### [Problem]
The response should contain all of the data below, reproduced exactly, and no pictures.

─── Recorded information

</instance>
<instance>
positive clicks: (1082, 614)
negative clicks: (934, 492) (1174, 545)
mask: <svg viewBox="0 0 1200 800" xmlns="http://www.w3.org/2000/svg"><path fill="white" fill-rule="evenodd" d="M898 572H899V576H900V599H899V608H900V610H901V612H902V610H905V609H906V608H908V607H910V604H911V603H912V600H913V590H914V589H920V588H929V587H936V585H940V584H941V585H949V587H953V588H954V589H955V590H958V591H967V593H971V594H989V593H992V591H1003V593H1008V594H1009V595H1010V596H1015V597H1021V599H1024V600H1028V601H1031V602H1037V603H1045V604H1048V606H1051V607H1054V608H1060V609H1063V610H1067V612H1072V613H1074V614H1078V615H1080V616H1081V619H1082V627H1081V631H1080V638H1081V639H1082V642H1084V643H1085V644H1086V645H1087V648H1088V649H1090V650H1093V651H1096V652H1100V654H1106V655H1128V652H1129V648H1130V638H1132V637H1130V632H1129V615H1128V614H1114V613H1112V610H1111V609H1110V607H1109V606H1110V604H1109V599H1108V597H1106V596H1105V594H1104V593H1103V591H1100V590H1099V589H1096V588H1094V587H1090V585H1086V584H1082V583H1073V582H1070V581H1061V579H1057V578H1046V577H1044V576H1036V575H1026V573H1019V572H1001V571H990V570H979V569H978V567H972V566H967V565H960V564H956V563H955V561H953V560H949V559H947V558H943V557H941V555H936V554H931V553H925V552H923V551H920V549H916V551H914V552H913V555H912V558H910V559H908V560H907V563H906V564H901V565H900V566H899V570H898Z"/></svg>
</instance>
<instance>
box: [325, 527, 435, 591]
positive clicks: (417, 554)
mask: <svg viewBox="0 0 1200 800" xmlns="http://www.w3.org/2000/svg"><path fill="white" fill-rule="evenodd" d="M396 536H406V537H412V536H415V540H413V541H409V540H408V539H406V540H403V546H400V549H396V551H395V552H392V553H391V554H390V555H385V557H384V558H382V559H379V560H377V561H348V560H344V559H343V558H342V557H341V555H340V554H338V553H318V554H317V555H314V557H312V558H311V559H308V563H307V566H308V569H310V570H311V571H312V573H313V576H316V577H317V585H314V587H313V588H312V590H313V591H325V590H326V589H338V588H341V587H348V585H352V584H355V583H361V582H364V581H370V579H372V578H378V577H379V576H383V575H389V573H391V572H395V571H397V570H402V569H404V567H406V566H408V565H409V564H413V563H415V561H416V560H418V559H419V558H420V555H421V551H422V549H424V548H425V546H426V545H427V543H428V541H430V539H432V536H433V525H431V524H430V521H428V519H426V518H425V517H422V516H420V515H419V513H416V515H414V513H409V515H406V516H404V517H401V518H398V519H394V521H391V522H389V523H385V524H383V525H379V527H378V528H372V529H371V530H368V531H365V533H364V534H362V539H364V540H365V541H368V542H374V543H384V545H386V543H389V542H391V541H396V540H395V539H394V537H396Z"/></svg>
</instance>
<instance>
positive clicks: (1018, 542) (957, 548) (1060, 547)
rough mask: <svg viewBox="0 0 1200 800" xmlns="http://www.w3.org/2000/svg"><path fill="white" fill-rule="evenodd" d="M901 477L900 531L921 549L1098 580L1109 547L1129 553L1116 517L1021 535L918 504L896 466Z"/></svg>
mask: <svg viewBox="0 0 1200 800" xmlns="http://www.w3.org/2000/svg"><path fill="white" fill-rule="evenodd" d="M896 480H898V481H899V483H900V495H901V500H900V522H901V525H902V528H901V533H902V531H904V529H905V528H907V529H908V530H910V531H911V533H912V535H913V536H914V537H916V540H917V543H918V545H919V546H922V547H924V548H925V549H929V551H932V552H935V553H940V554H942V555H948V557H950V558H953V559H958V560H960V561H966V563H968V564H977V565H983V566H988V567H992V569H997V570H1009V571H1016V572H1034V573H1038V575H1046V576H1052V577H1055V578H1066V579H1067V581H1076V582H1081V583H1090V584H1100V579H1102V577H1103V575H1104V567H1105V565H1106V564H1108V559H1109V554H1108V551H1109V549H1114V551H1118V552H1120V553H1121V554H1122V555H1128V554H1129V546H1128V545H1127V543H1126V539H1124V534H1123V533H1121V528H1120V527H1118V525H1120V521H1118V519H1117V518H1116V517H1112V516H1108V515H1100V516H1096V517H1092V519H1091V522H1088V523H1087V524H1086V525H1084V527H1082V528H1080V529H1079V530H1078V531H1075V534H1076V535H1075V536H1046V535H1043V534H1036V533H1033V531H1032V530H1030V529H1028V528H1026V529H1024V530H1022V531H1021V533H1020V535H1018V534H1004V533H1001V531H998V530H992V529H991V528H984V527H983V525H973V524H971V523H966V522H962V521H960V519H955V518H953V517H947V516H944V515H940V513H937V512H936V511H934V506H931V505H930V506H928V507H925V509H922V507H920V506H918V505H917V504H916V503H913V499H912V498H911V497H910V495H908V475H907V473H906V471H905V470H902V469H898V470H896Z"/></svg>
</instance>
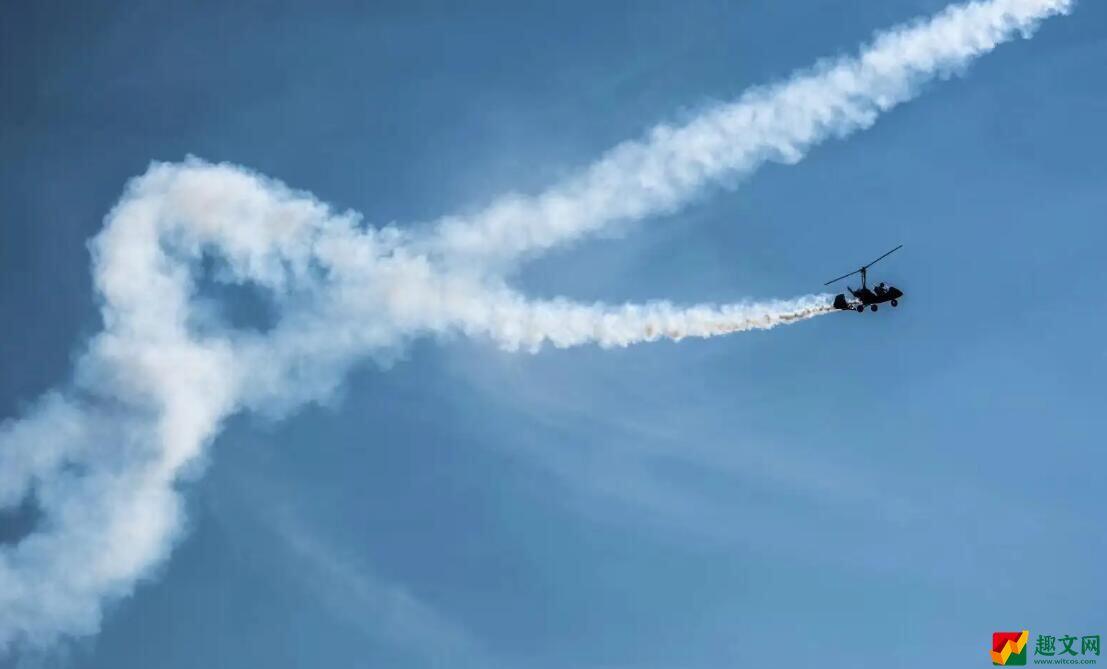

──────

### [Solution]
</instance>
<instance>
positive clicks: (1082, 614)
negative clicks: (934, 492) (1174, 545)
mask: <svg viewBox="0 0 1200 800" xmlns="http://www.w3.org/2000/svg"><path fill="white" fill-rule="evenodd" d="M898 572H899V576H900V599H899V608H900V610H901V612H902V610H905V609H906V608H908V607H910V604H911V603H912V600H913V590H914V589H920V588H929V587H936V585H940V584H941V585H949V587H953V588H954V589H955V590H958V591H967V593H971V594H989V593H992V591H1003V593H1008V594H1009V595H1010V596H1015V597H1021V599H1024V600H1028V601H1031V602H1037V603H1045V604H1048V606H1051V607H1054V608H1060V609H1063V610H1067V612H1072V613H1074V614H1078V615H1080V616H1081V619H1082V627H1081V631H1080V638H1081V639H1082V642H1084V643H1085V644H1086V645H1087V648H1088V649H1090V650H1093V651H1096V652H1100V654H1106V655H1128V652H1129V648H1130V638H1132V637H1130V632H1129V615H1128V614H1114V613H1112V610H1111V609H1110V607H1109V606H1110V604H1109V599H1108V597H1106V596H1105V594H1104V593H1103V591H1100V590H1099V589H1096V588H1094V587H1090V585H1086V584H1082V583H1073V582H1070V581H1061V579H1057V578H1046V577H1044V576H1036V575H1026V573H1019V572H1001V571H990V570H979V569H978V567H972V566H967V565H960V564H956V563H955V561H953V560H949V559H947V558H943V557H941V555H936V554H931V553H925V552H923V551H920V549H916V551H914V552H913V555H912V558H910V559H908V560H907V563H906V564H901V565H900V566H899V570H898Z"/></svg>
</instance>
<instance>
box: [325, 527, 435, 591]
positive clicks: (417, 554)
mask: <svg viewBox="0 0 1200 800" xmlns="http://www.w3.org/2000/svg"><path fill="white" fill-rule="evenodd" d="M396 536H406V537H412V536H415V540H413V541H409V540H408V539H406V540H403V546H400V549H396V551H395V552H392V553H391V554H390V555H385V557H384V558H382V559H379V560H377V561H348V560H344V559H343V558H342V557H341V555H340V554H338V553H318V554H317V555H314V557H312V558H311V559H308V563H307V566H308V569H310V570H311V571H312V573H313V576H316V577H317V585H314V587H313V588H312V590H313V591H325V590H326V589H338V588H341V587H348V585H352V584H355V583H361V582H364V581H370V579H372V578H378V577H379V576H383V575H389V573H391V572H395V571H397V570H402V569H404V567H406V566H408V565H409V564H413V563H415V561H416V560H418V559H419V558H420V555H421V551H422V549H424V548H425V546H426V545H427V543H428V541H430V539H432V536H433V525H431V524H430V521H428V519H426V518H425V517H422V516H420V515H419V513H416V515H414V513H409V515H406V516H404V517H401V518H398V519H394V521H391V522H389V523H385V524H383V525H379V527H378V528H372V529H371V530H368V531H365V533H364V534H362V539H364V540H365V541H368V542H374V543H384V545H386V543H389V542H391V541H396V540H395V539H394V537H396Z"/></svg>
</instance>
<instance>
positive clicks: (1018, 542) (957, 548) (1060, 547)
rough mask: <svg viewBox="0 0 1200 800" xmlns="http://www.w3.org/2000/svg"><path fill="white" fill-rule="evenodd" d="M901 477L900 531L921 549L1098 580L1109 547L1129 553L1116 517L1021 535L918 504L896 466Z"/></svg>
mask: <svg viewBox="0 0 1200 800" xmlns="http://www.w3.org/2000/svg"><path fill="white" fill-rule="evenodd" d="M896 480H898V481H899V483H900V495H901V500H900V522H901V525H902V528H901V533H902V531H904V529H905V528H907V529H908V530H910V531H911V533H912V535H913V536H914V537H916V540H917V543H918V545H919V546H922V547H924V548H925V549H929V551H932V552H935V553H940V554H942V555H948V557H950V558H953V559H958V560H960V561H966V563H968V564H977V565H983V566H988V567H992V569H997V570H1009V571H1016V572H1034V573H1038V575H1046V576H1052V577H1055V578H1066V579H1067V581H1076V582H1081V583H1090V584H1100V579H1102V577H1103V575H1104V567H1105V565H1106V564H1108V559H1109V554H1108V551H1109V549H1114V551H1118V552H1120V553H1121V554H1122V555H1128V554H1129V546H1128V545H1127V543H1126V539H1124V534H1123V533H1121V528H1120V527H1118V525H1120V521H1118V519H1117V518H1116V517H1112V516H1108V515H1100V516H1096V517H1092V519H1091V522H1088V523H1087V524H1086V525H1084V527H1082V528H1080V529H1079V530H1078V531H1075V534H1076V535H1075V536H1046V535H1043V534H1036V533H1033V531H1032V530H1030V529H1028V528H1026V529H1024V530H1022V531H1021V533H1020V535H1018V534H1004V533H1001V531H998V530H992V529H991V528H984V527H983V525H973V524H971V523H966V522H962V521H960V519H955V518H953V517H947V516H944V515H940V513H937V512H936V511H934V506H931V505H930V506H928V507H925V509H922V507H920V506H918V505H917V504H916V503H913V499H912V498H911V497H910V495H908V475H907V473H906V471H905V470H902V469H898V470H896Z"/></svg>
</instance>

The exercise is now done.